== WHAT YOU NEED TO DO ==
a) Decide whether each statement agrees with the text on induction and encouraging labor. For each, answer yes or no and quote the words of the text that decide it. (i) Only 5% of babies arrive on their due date. (ii) Obstetricians usually begin a medical induction at around 40 weeks and 14 days. (iii) Semen contains a prostaglandin that stimulates the cervix.
b) According to the text on induction and encouraging labor, why do obstetricians like to start a medical induction at around 40 weeks and 10 days? Answer in one to three sentences.
c) Continue the birth-preparation text on induction and natural ways to encourage labor, starting after its last line.

== PROVIDED TEXT ==
- - -
Induction - Preparing For Birth Manual


Being overdue is very common, especially with your first baby, so relax and don’t worry. Only 5% of babies are born on their due date. Interestingly, world-famous obstetrician, Michel Odent says, “Any induction, natural or medical, is asking the baby to come out before he or she is ready.” However, under current medical practice, obstetricians like to start a medical induction at around 40 weeks and 10 days. This is because research shows placenta function starts to deteriorate from this point and there is increased risk by day 14 of it becoming less efficient and even failing.

Things to do to encourage labour naturally:

• Walking / circling - moving your pelvis to stimulate the baby moving down and connecting with your cervix.

• Raspberry Leaf Tea - up to 8 weeks prior to your due date - will strengthen the uterus and can soften the cervix. This herbal remedy may have contraindications for some women, e.g. if there has been a previous premature labour; low lying placenta; renal issues; VABC and more - thus it is recommended if this is something you are interested in trying, to seek best advise from a qualified herbalist practitioner.

• Have sex / make love! Semen contains a prostaglandin, which stimulates the cervix. It took oxytocin to make the baby – it takes the same hormone to birth them too.

• If things start to happen but not move forward very quickly and you (and your midwife) feel its time to encourage things along, try cuddling your partner and getting a bit intimate. The aim is to stimulate oxytocin to increase, and this happens when nipples are stimulated.

• Go quite, dim the lights, be still - let baby know all is well and safe - it is nature’s way of helping women give birth in safe environments. Relax!

• Water / bath / aromatherapy - all aid relaxation and calm.
- - -
Dataset entries:

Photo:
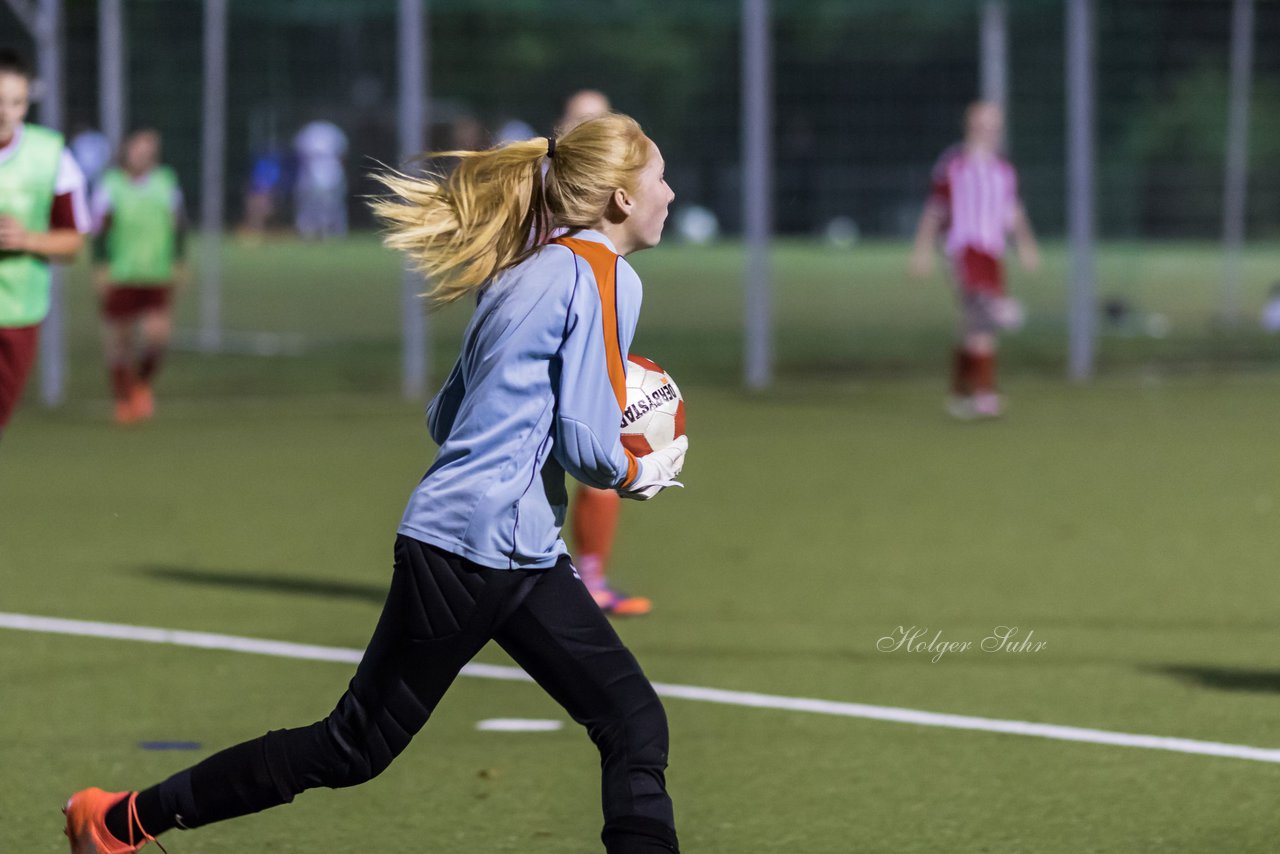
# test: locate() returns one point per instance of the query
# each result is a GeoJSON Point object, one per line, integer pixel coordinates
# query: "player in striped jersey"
{"type": "Point", "coordinates": [536, 392]}
{"type": "Point", "coordinates": [140, 225]}
{"type": "Point", "coordinates": [974, 200]}
{"type": "Point", "coordinates": [42, 217]}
- - -
== ANSWERS FOR THIS EXERCISE ==
a)
(i) Yes: "Only 5% of babies are born on their due date."
(ii) No: "obstetricians like to start a medical induction at around 40 weeks and 10 days."
(iii) Yes: "Semen contains a prostaglandin, which stimulates the cervix."

b) Research shows that placenta function starts to deteriorate from that point. By day 14 there is an increased risk that the placenta becomes less efficient or even fails.

c)
• Eat hot, spicy food. Capsaicin in chilli peppers stimulates endorphins and chilies can stimulate labour.

• Acupuncture or reflexology can help, as can homeopathic remedies.

• Aromatherapy, such as jasmine promotes/makes contractions, among others such as Clary Sage and Rosemary, however it has been seen that women use ‘everything’ even when already contracting, or even when having a hormone pessary to artificially stimulate contractions - this may not really be great, as can lead to overstimulation. Best to discuss with your midwife, as many are being trained in the use of Aromatherapy to help women in labour.

• Pulsatilla 6c to progress labour and Caullpphyllum to start it - consult a qualified specialist.

NOTE: 60% of babies are born on or just after day 10, so might be worth encouraging discussion with the midwife on induction for day 11 or 12 instead (4% come on their due date!). This includes having sweeps.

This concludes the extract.